── Given text

A uniform redundancy scheme for blue collar workers and white collar workers was hereby implemented and the so called carenz day (the first unpaid day of sick leave for a blue collar worker) was eliminated.

In this e-zine we will explain the most important new features of the long expected Act of 26 December 2013 on the implementation of the unified status for blue collar workers and white collar workers regarding notice period and the carenz day and accompanying measures.

The new redundancy scheme

For all employees whose employment contracts are terminated from 1 January 2014, a new redundancy scheme with uniform notice periods shall apply. This redundancy scheme shall apply to new employment agreements as well as existing agreements. For the existing employment agreements there shall be a transition scheme.

1. Statutory "inter-professional" notice periods

For the new notice period there is just one relevant criterion: the number of years of seniority (per started calendar year). The traditional criteria age and salary are no longer relevant.

The new notice periods for employers evolve in accordance with the different phases of the employment relationship:

  • During the first five years, the term evolves progressively: first every three 3 months during the first two years and then annually. At the beginning of the employment relationship the terms are very short, in order to eliminate the slowdown of recruitment.
  • From the fifth until the nineteenth year, the accrual is regular but significant with 3 weeks per year of seniority per started calendar year, with the objective to offer job security to the employee.
  • The twentieth year is a pivotal year where the progressivity slows down. The notice period amounts to a total of 62 weeks.
  • From the twenty-first year, the accrual is slow at 1 week per year. The legislator does this in order not to penalize the employer for retaining employees with many years of seniority.

Schematically, the new redundancy scheme is as follows:

            First 5 years                                        After 5 year                                         After 20 year

Month 1 – 3          2 weeks                   Year 5 – 6        18 weken                Year 20 – 21        62 weeks
Month 4 – 6          4 weeks                   Year 6 – 7        21 weken                Year 21 – 22        63 weeks
Month 7 – 9          6 weeks                   Year 7 – 8        24 weken                Year 22 – 23        64 weeks
Month 10 – 12      7 weeks                   Year 8 – 9        27 weken                Year 23 –  24       65 weeks
Month 13 – 15      8 weeks                   Year 9 – 10      30 weken                …                         + 1 week
Month 16 – 18      9 weeks                   Year 10 – 11    33 weeks
Month 18 – 21      10 weeks                 Year 11 – 12    36 weeks
Month 21 – 24      11 weeks                 Year 12 – 13    39 weeks
Year 2 – 3             12 weeks                 Year 13 – 14    42 weeks
Year 3 – 4             13 weeks                  …                    + 3 weeks
Year 4 – 5             15 weeks                 Year 19 – 20    60 weeks

We have established that:

  • There is a significant increase of the notice periods of workers;
  • Until the employee has three 3 years of seniority, the notice periods for white collar workers white collar workers are shorter than 3 months;
  • Especially the notice periods for the higher-ranked white collar workers are significantly limited. Under the old scheme, a higher- ranked white collar worker with 20 years of seniority would be entitled to a notice period of at least 20 months, while under the new scheme he or she only has about 14 months.

────
── Entries shown

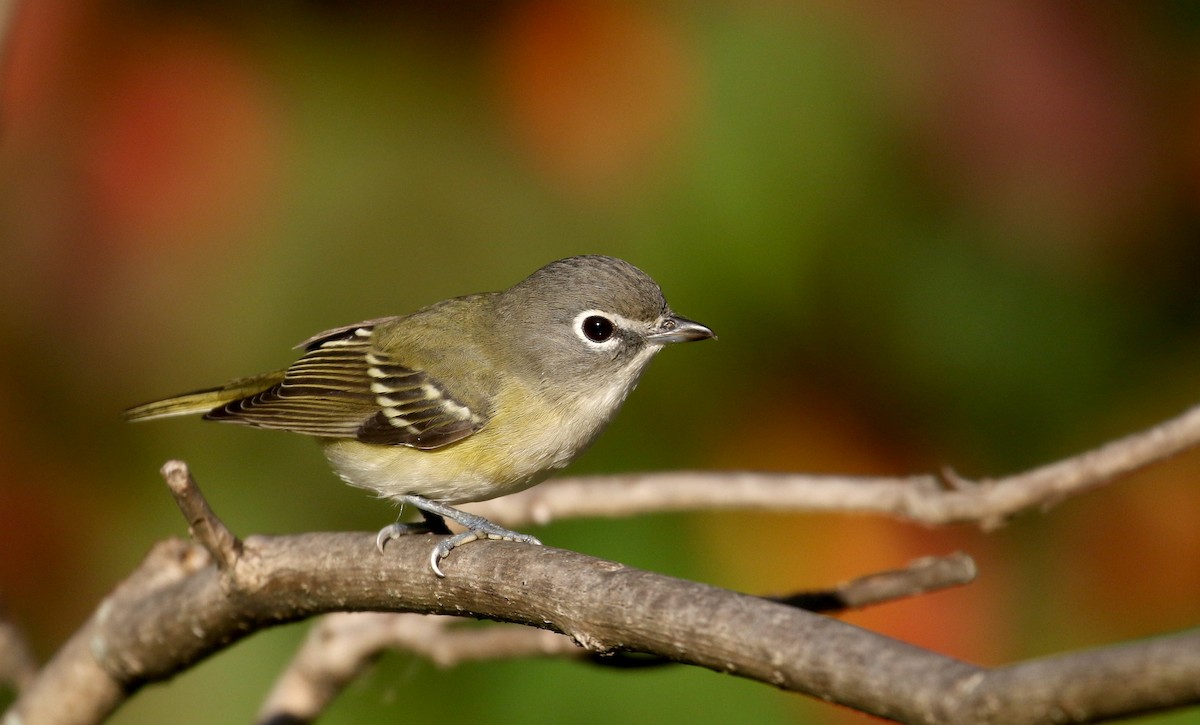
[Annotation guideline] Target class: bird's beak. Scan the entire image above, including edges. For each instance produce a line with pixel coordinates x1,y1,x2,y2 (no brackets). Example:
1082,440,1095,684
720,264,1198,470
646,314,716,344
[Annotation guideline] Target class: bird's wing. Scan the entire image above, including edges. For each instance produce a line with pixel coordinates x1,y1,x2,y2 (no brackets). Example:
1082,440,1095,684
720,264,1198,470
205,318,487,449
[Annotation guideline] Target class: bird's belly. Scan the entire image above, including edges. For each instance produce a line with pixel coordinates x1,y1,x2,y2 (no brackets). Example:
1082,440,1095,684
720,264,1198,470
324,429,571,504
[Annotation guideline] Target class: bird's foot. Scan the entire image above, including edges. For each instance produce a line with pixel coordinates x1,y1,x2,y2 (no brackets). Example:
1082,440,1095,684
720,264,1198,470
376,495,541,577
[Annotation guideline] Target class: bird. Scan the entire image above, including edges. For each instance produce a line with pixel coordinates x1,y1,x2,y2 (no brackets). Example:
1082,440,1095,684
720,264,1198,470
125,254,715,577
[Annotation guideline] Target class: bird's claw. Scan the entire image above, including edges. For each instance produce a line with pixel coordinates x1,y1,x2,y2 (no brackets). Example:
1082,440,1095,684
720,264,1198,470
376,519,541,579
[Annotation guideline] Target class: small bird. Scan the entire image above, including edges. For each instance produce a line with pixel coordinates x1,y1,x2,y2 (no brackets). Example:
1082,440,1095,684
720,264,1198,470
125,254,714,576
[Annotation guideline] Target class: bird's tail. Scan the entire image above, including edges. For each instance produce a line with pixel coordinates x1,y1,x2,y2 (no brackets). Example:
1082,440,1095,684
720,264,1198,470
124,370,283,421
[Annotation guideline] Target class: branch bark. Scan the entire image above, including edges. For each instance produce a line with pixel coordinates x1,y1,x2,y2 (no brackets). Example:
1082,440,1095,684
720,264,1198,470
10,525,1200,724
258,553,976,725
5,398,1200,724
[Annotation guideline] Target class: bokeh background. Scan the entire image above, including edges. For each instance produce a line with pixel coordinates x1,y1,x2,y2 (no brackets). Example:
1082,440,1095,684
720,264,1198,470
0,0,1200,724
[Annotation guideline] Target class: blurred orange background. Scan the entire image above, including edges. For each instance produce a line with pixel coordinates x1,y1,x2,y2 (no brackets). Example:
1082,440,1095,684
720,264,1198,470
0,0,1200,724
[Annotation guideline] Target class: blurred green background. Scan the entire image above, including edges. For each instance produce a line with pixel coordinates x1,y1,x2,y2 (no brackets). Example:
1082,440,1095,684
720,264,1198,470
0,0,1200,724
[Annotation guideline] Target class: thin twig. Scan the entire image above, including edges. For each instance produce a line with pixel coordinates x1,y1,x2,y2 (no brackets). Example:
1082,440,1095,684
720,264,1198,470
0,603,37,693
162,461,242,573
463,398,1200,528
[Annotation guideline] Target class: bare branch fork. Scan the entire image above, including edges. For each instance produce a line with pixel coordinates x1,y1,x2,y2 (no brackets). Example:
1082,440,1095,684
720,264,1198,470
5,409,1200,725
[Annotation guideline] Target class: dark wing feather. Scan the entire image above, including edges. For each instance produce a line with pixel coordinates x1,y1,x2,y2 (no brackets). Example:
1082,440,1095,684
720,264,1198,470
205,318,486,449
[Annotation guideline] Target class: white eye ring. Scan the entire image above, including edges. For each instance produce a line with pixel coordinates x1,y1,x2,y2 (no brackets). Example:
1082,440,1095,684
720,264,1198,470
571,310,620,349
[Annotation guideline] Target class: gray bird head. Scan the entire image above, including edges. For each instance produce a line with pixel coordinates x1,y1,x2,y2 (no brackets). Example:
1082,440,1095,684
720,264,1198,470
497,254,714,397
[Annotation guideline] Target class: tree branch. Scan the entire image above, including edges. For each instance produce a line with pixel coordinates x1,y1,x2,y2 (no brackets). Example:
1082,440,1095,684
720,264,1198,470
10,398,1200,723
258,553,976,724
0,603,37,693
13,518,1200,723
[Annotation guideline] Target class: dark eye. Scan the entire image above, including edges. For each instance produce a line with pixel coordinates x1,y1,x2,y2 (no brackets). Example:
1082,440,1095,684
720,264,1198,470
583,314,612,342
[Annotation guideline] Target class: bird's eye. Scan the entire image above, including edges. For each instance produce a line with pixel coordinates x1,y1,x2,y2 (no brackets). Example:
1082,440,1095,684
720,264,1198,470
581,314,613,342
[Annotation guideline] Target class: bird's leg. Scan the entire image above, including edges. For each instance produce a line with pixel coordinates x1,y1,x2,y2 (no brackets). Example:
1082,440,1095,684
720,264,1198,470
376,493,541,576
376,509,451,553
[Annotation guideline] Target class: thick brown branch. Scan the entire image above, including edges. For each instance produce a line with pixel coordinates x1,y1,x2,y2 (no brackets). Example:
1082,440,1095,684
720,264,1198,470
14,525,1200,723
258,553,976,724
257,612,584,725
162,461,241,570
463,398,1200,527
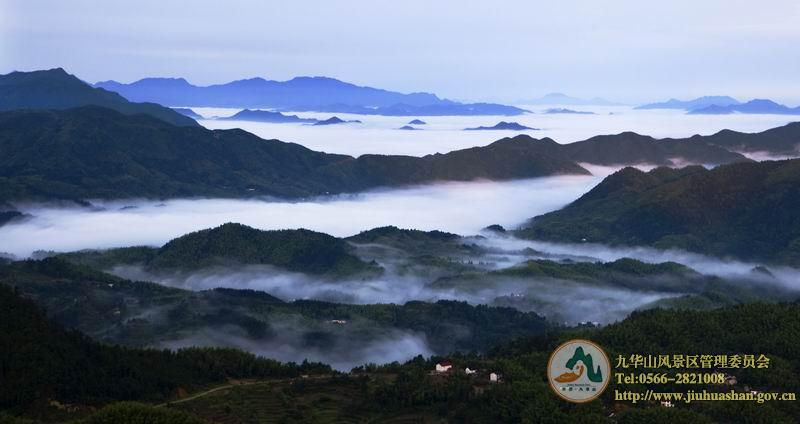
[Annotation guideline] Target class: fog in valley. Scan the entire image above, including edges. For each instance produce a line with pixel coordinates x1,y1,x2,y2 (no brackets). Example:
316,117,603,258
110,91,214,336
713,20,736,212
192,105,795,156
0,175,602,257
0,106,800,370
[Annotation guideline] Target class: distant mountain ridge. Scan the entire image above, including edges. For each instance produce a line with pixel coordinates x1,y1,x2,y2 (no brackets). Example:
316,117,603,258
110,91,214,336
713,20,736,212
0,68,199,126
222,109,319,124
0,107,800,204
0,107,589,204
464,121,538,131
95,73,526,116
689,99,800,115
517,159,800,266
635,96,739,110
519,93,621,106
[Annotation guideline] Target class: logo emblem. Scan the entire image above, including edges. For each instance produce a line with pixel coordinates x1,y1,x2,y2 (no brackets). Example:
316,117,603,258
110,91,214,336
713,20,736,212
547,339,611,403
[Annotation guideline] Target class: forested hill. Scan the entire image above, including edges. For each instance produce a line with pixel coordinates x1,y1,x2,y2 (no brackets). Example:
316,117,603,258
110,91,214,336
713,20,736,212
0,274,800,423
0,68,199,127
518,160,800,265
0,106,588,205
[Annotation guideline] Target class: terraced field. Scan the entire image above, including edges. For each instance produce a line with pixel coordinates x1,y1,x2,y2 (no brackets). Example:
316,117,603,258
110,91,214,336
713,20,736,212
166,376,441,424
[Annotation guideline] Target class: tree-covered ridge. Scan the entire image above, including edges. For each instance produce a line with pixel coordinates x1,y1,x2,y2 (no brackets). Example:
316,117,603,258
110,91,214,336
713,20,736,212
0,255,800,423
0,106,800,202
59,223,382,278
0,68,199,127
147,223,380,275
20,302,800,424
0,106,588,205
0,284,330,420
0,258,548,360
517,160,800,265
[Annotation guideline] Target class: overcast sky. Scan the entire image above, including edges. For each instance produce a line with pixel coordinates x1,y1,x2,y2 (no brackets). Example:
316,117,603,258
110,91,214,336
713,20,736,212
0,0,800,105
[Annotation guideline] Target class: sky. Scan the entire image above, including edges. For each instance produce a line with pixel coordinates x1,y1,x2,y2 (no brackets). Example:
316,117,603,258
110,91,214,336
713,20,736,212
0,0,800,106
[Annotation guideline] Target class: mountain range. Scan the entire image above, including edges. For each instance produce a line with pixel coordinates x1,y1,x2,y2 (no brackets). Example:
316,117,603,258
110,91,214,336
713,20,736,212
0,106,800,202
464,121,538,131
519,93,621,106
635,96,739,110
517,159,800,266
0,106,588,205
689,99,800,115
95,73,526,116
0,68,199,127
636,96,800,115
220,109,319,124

────

_Work required_. Continue the e-zine on the new notice periods for blue collar and white collar workers, starting after its last sentence.

_Your response_.
If the employee resigns, notice periods apply that are half as long as the periods that apply in case of dismissal by the employer, with a maximum notice period of 13 weeks.

These notice periods cannot be deviated from in the sectoral CBA. However, it is possible to include a scheme in CBAs at company level or in the individual employment agreement that is more favourable for the employees.

There is an exception scheme for the sectors where the notice periods currently are shorter than those of CBA no. 75. This exception scheme consists of two parts:

  • Temporary: for the sectors where the notice periods are currently shorter than those of CBA no. 75, the periods of CBA no. 75 must be respected only up until 1 January 2017 as a minimum requirement; after this date the unified notice periods must be applied; or
  • Structural: for the employees who work in temporary or mobile workplaces and who perform certain activities in the construction sector, the periods of CBA no. 75 may also be applied after 1 January 2017.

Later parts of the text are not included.